** TEXT PROVIDED **
#####
They Came Through the Woods
Small mercies, quiet souls, and the dignity we owe one another
They came through the woods after a light September rain.
Branches cracked beneath their shoes despite the moisture, and their laughter echoed past oak trunks and deer trails, echoing a kind of joy found more in children than in grown men.
It was Saturday.
I followed my father down the steep driveway to the mailbox nestled in ivy at the edge of a low brick wall, painted white and furred with soft lichen.
Dad sorted the bills, a few letters. We started back up the driveway, and I scrambled to keep pace. Ten-year-old boys do that. Follow their fathers around. Try to keep up. Try to be like them.
We reached the parking spot twenty feet below our front door when my father stopped.
“You hear that?” he said.
I looked up, confused, but then I heard it too: laughter and rustling brush just beyond the tree line.
A faint smile touched my father’s face.
“Greg? That you?”
The woods answered with movement. Two young men stepped from the trees, damp and leaf-speckled.
“Hi John!” the taller one said, hand extended.
“Hello Greg, how are you?” Dad said.
“I’m fine, John. This is Doug. He’s my friend. We go to school together.”
Doug wiped his nose with a fingerless mitten. “Hi John. I’m Doug, but my mom calls me Duggy. Sometimes she calls me Huggy Duggy.”
“Huggy Duggy, Huggy Duggy!” Greg cried, bursting into laughter. The two of them collapsed in giggles.
To a ten-year-old boy, it was strange. Grown men acting like boys.
Dad didn’t seem surprised. “Would you two like some Coke and cookies?”
“Yes, John! Come on, Huggy Duggy, let’s have a snack!”
Doug grinned wide. “Let’s have a snack! Let’s have a snack!”
I looked at my father, puzzled. But he just patted my back. “Come on, Johnny. Let’s get these men some refreshment before their long hike home.”
#####
** MATERIAL PROVIDED **
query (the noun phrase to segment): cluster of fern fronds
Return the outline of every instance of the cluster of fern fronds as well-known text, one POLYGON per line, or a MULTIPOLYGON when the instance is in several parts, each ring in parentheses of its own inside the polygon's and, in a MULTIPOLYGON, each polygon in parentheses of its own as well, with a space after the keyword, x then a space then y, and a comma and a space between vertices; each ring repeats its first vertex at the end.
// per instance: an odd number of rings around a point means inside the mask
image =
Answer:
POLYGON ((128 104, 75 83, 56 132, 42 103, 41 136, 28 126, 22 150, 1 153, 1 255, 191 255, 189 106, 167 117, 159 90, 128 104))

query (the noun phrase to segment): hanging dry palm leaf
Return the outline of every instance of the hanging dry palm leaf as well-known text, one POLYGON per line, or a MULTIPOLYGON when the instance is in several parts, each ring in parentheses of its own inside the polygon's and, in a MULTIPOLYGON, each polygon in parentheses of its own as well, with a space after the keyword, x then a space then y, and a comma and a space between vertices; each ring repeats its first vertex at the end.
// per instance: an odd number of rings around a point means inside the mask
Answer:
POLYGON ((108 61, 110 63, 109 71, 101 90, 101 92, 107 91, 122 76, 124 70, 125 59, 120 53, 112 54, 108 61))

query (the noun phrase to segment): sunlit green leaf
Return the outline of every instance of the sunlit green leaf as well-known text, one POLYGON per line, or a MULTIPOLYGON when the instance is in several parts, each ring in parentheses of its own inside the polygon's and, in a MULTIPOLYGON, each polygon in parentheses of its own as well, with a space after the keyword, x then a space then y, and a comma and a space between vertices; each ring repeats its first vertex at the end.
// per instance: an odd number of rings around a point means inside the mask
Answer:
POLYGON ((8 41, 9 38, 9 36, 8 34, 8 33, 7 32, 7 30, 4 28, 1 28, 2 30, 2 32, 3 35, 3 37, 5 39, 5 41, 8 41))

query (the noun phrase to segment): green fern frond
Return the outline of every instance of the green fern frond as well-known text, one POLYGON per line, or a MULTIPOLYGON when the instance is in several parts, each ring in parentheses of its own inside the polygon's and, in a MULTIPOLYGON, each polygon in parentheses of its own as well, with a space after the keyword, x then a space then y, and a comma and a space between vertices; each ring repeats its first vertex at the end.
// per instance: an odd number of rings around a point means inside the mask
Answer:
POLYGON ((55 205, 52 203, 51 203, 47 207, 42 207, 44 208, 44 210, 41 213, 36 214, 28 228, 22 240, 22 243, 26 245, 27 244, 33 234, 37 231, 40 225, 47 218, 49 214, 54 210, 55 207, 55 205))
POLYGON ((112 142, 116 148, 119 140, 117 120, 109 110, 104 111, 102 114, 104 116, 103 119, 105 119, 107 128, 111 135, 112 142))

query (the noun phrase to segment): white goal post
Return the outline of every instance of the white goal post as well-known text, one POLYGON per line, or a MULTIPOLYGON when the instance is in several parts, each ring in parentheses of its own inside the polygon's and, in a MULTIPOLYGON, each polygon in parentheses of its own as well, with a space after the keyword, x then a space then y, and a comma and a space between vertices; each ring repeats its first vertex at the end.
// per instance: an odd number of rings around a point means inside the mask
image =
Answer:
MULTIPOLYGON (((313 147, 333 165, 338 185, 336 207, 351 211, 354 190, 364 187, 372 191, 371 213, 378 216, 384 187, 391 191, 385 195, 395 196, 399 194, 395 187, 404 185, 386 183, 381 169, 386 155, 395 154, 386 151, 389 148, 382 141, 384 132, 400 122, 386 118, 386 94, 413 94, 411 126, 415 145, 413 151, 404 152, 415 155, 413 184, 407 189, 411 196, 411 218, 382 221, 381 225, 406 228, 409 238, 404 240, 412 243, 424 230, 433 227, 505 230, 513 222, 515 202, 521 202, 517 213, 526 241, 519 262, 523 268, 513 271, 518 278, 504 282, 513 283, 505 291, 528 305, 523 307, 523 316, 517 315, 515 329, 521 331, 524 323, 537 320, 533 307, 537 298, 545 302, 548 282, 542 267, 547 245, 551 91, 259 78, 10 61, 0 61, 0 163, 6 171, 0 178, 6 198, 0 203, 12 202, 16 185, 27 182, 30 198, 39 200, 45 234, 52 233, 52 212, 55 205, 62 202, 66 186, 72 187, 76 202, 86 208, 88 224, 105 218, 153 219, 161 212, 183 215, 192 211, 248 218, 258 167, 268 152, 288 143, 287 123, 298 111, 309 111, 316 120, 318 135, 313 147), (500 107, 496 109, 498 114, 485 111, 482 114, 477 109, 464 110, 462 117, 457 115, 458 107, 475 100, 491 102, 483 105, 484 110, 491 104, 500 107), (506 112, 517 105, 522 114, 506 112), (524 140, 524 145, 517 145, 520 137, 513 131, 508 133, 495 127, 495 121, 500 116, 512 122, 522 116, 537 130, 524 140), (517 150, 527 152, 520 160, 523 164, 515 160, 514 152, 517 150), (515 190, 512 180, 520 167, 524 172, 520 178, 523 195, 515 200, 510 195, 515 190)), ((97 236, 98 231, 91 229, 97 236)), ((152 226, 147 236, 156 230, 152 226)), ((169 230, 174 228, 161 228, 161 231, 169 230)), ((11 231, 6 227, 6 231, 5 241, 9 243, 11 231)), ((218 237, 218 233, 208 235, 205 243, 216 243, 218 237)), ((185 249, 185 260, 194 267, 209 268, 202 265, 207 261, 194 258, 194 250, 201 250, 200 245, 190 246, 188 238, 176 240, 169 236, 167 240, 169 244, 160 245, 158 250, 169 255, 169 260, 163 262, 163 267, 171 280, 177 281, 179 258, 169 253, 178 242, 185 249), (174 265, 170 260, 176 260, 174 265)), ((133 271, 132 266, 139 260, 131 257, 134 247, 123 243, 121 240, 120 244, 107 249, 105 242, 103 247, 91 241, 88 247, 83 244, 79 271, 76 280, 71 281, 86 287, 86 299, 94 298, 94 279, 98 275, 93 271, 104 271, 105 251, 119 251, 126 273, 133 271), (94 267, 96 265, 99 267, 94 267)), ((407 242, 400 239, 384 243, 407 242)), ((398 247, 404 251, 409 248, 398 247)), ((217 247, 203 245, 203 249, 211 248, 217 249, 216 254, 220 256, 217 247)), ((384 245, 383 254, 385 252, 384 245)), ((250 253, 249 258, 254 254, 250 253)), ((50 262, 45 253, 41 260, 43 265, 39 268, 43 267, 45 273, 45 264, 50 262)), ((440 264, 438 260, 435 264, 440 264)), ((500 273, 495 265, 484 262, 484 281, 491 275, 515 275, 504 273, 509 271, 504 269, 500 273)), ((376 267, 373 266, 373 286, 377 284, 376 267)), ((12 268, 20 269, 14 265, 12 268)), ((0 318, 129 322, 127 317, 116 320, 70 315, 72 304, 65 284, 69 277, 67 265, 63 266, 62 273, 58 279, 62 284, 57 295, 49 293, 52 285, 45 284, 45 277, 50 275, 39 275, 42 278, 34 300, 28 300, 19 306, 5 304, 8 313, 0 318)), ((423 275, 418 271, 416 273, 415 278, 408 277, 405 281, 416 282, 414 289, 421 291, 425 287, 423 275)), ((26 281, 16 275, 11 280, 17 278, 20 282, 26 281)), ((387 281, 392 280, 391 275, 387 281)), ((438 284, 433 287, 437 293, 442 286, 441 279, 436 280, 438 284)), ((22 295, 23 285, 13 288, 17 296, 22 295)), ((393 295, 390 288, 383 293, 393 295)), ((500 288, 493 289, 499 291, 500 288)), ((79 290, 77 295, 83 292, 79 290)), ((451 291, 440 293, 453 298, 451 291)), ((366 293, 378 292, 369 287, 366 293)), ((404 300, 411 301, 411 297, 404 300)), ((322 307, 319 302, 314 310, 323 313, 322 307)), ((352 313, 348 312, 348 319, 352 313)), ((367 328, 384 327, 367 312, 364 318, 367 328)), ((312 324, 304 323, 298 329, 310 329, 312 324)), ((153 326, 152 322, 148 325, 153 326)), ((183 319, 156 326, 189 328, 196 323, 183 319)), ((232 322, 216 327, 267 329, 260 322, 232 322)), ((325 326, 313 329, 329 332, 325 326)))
#####
** WHAT THIS EXERCISE ASKS **
**A.** In the records, copy out the lines starting at the one that contains "query (the noun phrase to segment): green" and ending at the one that contains "POLYGON ((112 142, 116", both included, without changing anything.
**B.** Continue the story about the two young men who came out of the woods, picking up after its last sentence.

** SOLVED TASKS **
**A.**
query (the noun phrase to segment): green fern frond
Return the outline of every instance of the green fern frond as well-known text, one POLYGON per line, or a MULTIPOLYGON when the instance is in several parts, each ring in parentheses of its own inside the polygon's and, in a MULTIPOLYGON, each polygon in parentheses of its own as well, with a space after the keyword, x then a space then y, and a comma and a space between vertices; each ring repeats its first vertex at the end.
// per instance: an odd number of rings around a point means inside the mask
Answer:
POLYGON ((55 205, 52 203, 51 203, 47 207, 42 207, 44 208, 44 210, 41 213, 36 214, 28 228, 22 240, 22 243, 26 245, 27 244, 33 234, 37 231, 40 225, 47 218, 49 214, 54 210, 55 207, 55 205))
POLYGON ((112 142, 116 148, 119 140, 117 120, 109 110, 104 111, 102 114, 104 116, 103 119, 105 119, 107 128, 111 135, 112 142))

**B.**
Inside, Dad brought out the Cokes and cookies. We sat on the front patio, the sun emerging from behind retreating clouds. The wet-earth scent of petrichor filled the air.
Greg and Doug told stories about salamanders and poison ivy, cartoons and TV shows. My father laughed with them. I watched.
Greg climbed the retaining wall and declared: “They can rebuild him. They can make him better than he was before!”
Doug chimed in. “Better! Stronger! Faster!”
Then Greg leapt theatrically to the lawn. Doug clapped and announced that The Six-Million-Dollar Man was his favorite show.
I glanced at my father. His eyes were calm. There was no judgment in them. Only warmth.
I laughed too.
We sat in the late sun, sipped our sodas, nibbled cookies, and shared the strange magic of that afternoon. Eventually my father checked his watch.
“Greg, do you think you should be getting back home? Your mom might be worried. I can drive you both.”
“Oh, yeah,” Greg said. “You’re right, John.”
We piled into the 1968 Valiant. Dad didn’t need directions—Greg had been here before. At their house, my father opened the car door for them. Greg hugged him. Doug shook his hand.
“Thank you, John,” they said.
They walked off arm in arm. Greg’s mother waved from the doorway. My father waved back. Then we drove home.
“They’re special, Johnny,” he said at last. “All they want is to be treated with kindness and dignity.”
I repeated the words. “Kindness and dignity.”
I had forgotten Greg, until Dickens brought him back to me.
In my MFA program, one of the assignments is Little Dorrit, that late, great novel of prisons and pride.
Amy Dorrit was born inside a debtor’s prison, raised in poverty and shadow. Yet somehow, she shines.
Victorian London is not so different from our own world. There is cruelty. Pretension. Narcissism. Systems built to serve themselves. The poor judged, the rich absurd.
Dickens knew that a person could be imprisoned long before chains touched their wrists. By selfishness. By class. By vanity.
But Amy Dorrit is free.
Her friendship with Maggy, who, due to childhood illness, never matured past ten, reminded me of Greg and Doug. It reminded me of my father.
Amy tends to Maggy with grace and patience, not obligation. Her goodness flows outward, quietly, unstoppably.
When we are loved well, we learn to love well.
I remember Melinda, a developmentally delayed girl from my grade school. Her parents couldn’t pick her up one day. My father offered to drive her home. When we got there, he said I should walk her to the door.
“Like a gentleman,” he said.
I remember my sister volunteering at a home for disabled children. How unpretentious they all were. How sweet.
And I remember during my law enforcement career the Special Olympics. Medals we’d give the athletes. Smiles that always warmed my heart.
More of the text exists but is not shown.